_INPUT MATERIAL_
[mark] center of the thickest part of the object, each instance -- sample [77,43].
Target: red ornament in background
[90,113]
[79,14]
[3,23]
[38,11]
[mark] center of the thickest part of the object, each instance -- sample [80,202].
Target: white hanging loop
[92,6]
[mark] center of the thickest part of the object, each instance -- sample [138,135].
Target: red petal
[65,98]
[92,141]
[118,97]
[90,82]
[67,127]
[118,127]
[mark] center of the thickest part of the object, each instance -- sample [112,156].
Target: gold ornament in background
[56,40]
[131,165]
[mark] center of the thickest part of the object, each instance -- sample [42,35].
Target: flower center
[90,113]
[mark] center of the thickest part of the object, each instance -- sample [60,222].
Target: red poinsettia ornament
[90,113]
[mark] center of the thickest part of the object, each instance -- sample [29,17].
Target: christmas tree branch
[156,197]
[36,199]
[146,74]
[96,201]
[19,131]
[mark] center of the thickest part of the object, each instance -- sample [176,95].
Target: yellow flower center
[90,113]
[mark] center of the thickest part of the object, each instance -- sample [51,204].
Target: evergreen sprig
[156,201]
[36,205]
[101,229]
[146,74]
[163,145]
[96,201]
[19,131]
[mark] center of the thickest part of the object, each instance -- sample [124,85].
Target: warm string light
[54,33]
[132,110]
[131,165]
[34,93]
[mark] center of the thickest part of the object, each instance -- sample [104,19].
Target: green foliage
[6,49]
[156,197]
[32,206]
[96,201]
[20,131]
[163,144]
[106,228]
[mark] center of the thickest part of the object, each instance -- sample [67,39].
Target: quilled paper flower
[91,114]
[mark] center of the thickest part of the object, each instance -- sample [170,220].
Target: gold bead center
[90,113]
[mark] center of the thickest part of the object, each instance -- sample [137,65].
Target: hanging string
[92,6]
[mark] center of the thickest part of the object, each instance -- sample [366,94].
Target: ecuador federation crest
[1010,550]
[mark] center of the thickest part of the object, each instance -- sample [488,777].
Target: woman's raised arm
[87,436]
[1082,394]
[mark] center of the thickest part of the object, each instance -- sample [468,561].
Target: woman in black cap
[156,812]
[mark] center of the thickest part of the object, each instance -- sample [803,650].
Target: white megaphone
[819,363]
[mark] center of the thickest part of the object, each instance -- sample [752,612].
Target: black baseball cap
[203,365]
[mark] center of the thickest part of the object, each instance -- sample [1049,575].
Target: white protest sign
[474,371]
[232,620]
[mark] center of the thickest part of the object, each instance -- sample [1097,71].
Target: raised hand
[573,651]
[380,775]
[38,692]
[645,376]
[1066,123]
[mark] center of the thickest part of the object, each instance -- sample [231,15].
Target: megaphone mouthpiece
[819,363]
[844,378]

_STATED GOAL_
Copy all of the material word for word.

_RESPONSE BELOW_
[mark] center of the thickest part of the object, each instance -- sample [77,43].
Target: red ornament in background
[90,113]
[79,14]
[3,23]
[38,11]
[mark] center of the thickest part of the object, each instance -- sample [80,202].
Target: white hanging loop
[92,6]
[mark] center of the thickest part of the object, each instance -- sample [138,135].
Target: red petal
[65,98]
[92,141]
[118,97]
[90,82]
[67,127]
[118,127]
[mark] center of the thickest part of the object, each instance -- sample [112,156].
Target: gold ornament in background
[56,40]
[131,165]
[mark] center of the thickest part of the object, each instance -- sample [42,35].
Target: flower center
[90,113]
[mark] center of the thickest part of the object, each instance -- sample [60,222].
Target: red poinsettia ornament
[90,113]
[mark] center of the thickest part of the object, each instance -- sample [29,17].
Target: christmas tree branch
[156,197]
[36,199]
[146,74]
[96,201]
[19,131]
[mark] center of the thickest part of the object, each instance -- sample [176,95].
Target: yellow flower center
[90,113]
[mark] center of the thickest part of the object, each instance -- sample [51,204].
Target: evergreen sprig
[156,201]
[36,205]
[101,229]
[146,74]
[163,145]
[96,201]
[19,131]
[mark] center of the thickest part of the object, each instance -- sample [124,85].
Target: warm string light
[54,33]
[132,110]
[131,165]
[34,93]
[mark] center of the thickest part of the object, each instance -- sample [104,19].
Target: green foliage
[6,49]
[156,197]
[32,206]
[96,201]
[20,131]
[163,144]
[106,228]
[mark] center of the thickest part of the object, each instance -- sample [67,39].
Target: quilled paper flower
[91,114]
[mark] center of the thickest part of the object, each instance -- sample [170,220].
Target: gold bead center
[90,113]
[mark] center of the thickest part of the object, each instance -- sample [137,65].
Target: hanging string
[92,6]
[mark] center of the thickest part of the object, each instance -- sample [366,94].
Target: ecuador federation crest
[1010,550]
[mark] center of the thickest part of the object, each instance -- sample [488,777].
Target: woman's raised arm
[87,436]
[1082,394]
[mark] center of the thickest part of the object, each instance -- sample [468,561].
Target: woman in black cap
[156,812]
[mark] center of the thickest part of the object, each instance -- sample [803,650].
Target: white megaphone
[819,363]
[mark] center of the thickest part of the object, each instance -- sample [752,612].
Target: black baseball cap
[203,365]
[mark] center of the thickest part of the object, each instance -- sample [1049,575].
Target: white protest sign
[474,371]
[232,620]
[mark] center of the thickest part of the object, each instance -- sample [1097,71].
Target: raised hand
[573,651]
[380,775]
[38,692]
[645,376]
[1066,123]
[mark] center of the thickest part of the object, each instance -- sample [231,15].
Target: megaphone mouthpiece
[819,363]
[844,378]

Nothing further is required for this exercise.